Excerpt to read:
* * *
Thomas, Pradip Ninan (2023). Platform Regulation. Exemplars, Approaches and Solutions. Anti-trust, The Right to be Forgotten, GDPR, Privacy, The Equalisation Levy, Digital Platforms Report. Oxford: Oxford University Press, 123 pages.
By Matthias Finger
Digitalization is such a multifaceted and such a pervasive phenomenon that only a cross-disciplinary approach and culturally diverse perspectives will ultimately help us understand its essence and hopefully enable us to deal with it fully. To this end, the recent book by Pradip Ninan Thomas on Platform Regulation is a very welcome contribution. The author is a professor in the school of Communications and Arts at the University of Queensland in Brisbane, Australia. Of Indian origin, he is an expert on digitalization and its effects on Indian society and culture. As such, he brings a cultural approach to digital platforms, digitalization, and Big Tech more generally, and, what is more, an approach rooted in a non-Western culture. And this is what makes his book relevant and interesting, and which leads to the fact that his insights are sometimes a little bit disconcerting, at least for the Western reader.
This is a very short and concise book with a rather misleading title. But then book titles are generally decided by publishers, not by the author, which only confirms to me that the publisher (Oxford University Press) did not really understand what the book is about. It consists of seven chapters that (1) set the scene – chapter 1 on the reasons for regulation and chapter 2 on platform power –, (2) four chapters that describe platform regulation in the EU, the US, India and Australia, and (3) a synthesis chapter which is clearly the most interesting and the most insightful one.
But the treatment of the question is not as systematic and as logical as it seems. The insights are often more intuitive and the use of the terminology – for example the use of the word “regulation” – is not as rigorous as we are used to from lawyers and economists. Still, the book is clearly original and insightful and should be read as the look from an Indian (non-Western) cultural scholar on what platforms, digitalization and Big Tech do to society and culture. As such, it is yet another element to the puzzle of understanding what platforms do to society, East, West, North and South.
The cultural approach to digital platforms
The author’s point of departure is the by now widely shared idea that the big US platforms (GAFA – Google, Apple, Facebook and Amazon) have come to economic, social, political and even cultural power thanks to a lot of complacency from governments, especially the US government. But complacency is not limited to the US government and can also be found in developing countries, as shown by the author for the cases of India, even though these countries are targets of what the author calls “digital imperialism” (page 2) and which today has turned into a form of digital geopolitics. And this to the point that at least Facebook/Meta and Google “have become critical infrastructures of planetary dimensions” (page 4), upon which businesses, consumers, citizens, and all productive sectors of society have by now become dependent.
But this is not only the result of complacent (and maybe even actively supporting) governments; it has also cultural roots. As a matter of fact, it is also the result of “Big Tech” having been able to tap into, if not actively shape the discourse, and the increasingly worldwide belief in technology as humanity’s (only and by now only remaining) road to salvation. In this regard, it is important to remember Fred Turner’s excellent analysis of the origins and of the power of “digital utopianism”, and “technological optimism” more generally, as having its roots in Californian counterculture, [1] and more generally in mostly Christianism, especially American missionary Christianism. [2]
It is indeed interesting and relevant to place, as the author does, “platform exceptionalism” (page 17) – that is the argument that digital platforms should be beyond government intervention – within this powerful Western/American cultural tradition of technology (and today digitalization) as salvation. But platforms are exceptional not just because they are “technologies of salvation”, they furthermore should also be exempt from government intervention because they are merely neutral intermediaries and as such void of any particular political and/or commercial interest and intent. In short, platforms and Big Tech, so goes the argument, are so much aligned with the overall cultural belief in “technology as salvation” that they should not be regulated.
* * *
(Saved entries)
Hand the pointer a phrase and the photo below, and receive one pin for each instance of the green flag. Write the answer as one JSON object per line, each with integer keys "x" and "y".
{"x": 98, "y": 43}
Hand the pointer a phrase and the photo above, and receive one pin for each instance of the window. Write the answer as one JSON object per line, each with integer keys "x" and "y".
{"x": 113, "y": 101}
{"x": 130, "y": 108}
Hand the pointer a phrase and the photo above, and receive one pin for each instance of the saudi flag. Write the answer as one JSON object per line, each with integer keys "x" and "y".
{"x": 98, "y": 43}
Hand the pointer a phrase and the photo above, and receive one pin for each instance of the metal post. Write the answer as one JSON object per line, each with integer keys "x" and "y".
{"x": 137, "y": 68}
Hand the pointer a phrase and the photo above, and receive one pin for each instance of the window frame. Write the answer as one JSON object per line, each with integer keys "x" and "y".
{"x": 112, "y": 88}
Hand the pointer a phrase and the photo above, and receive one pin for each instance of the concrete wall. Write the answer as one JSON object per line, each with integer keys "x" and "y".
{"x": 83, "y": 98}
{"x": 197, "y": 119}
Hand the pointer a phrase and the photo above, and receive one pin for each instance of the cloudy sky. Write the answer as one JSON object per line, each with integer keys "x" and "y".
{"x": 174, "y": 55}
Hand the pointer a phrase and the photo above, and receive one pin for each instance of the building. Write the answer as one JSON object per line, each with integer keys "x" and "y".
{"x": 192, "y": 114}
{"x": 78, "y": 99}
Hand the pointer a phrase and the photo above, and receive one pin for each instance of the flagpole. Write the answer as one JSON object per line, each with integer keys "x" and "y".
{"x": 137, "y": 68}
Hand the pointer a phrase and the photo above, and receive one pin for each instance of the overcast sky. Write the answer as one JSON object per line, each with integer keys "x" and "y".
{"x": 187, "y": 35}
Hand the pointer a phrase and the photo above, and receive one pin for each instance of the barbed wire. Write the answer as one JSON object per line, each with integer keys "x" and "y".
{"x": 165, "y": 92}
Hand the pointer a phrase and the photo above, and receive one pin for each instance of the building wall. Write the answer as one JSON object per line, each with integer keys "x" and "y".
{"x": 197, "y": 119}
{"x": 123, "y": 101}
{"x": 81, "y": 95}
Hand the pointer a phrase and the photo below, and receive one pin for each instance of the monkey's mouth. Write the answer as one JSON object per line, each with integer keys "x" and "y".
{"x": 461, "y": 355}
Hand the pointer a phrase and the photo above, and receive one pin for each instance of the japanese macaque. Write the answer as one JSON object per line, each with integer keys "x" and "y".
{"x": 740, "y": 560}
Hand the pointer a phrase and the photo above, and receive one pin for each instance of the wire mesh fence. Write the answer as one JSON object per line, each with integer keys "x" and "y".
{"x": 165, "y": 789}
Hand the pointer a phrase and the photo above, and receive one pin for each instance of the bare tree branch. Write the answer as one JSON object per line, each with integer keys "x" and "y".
* * *
Task 1:
Name the four companies that the book review on platform regulation groups under the abbreviation GAFA.
Task 2:
Continue the book review on platform regulation, picking up after its last sentence and keeping the same tone.

Written response 1:
Google, Apple, Facebook, Amazon

Written response 2:
Regulating platforms
But, despite all of their benevolence, neutrality and active contribution to “digital salvation”, platforms, GAFAs and Big Tech, at times, generate problems which can be such that governments have no choice but to react. Indeed, “it has taken multiple platform scandals for governments to act on regulation” (page 2). Yet, as one expects from purely reactive governments, government intervention and reaction is basically inconsistent, piecemeal, lukewarm and ambiguous, given that governments are self-interested actors which sometimes can team up with platforms, not to speak about the fact that they can themselves be platformized by Big Tech, and typically share share the same religious beliefs in digital utopianism and platform exceptionalism.
In chapters 3 to 6, the author illustrates such reactions by the European Union (The EU, Platform Regulation, and the ‘Right to be Forgotten’), the United States, India (The Contrary Compulsions of a Surveillance State), and Australia. His treatment of what each of these governments (regional organization in the case of the EU) does is as sketchy and unsystematic as the governments’ reactions. The author does not even try to put any order into the respective policies yet simply highlights what he sees as each government’s major regulatory preoccupation with digital platforms and Big Tech more generally.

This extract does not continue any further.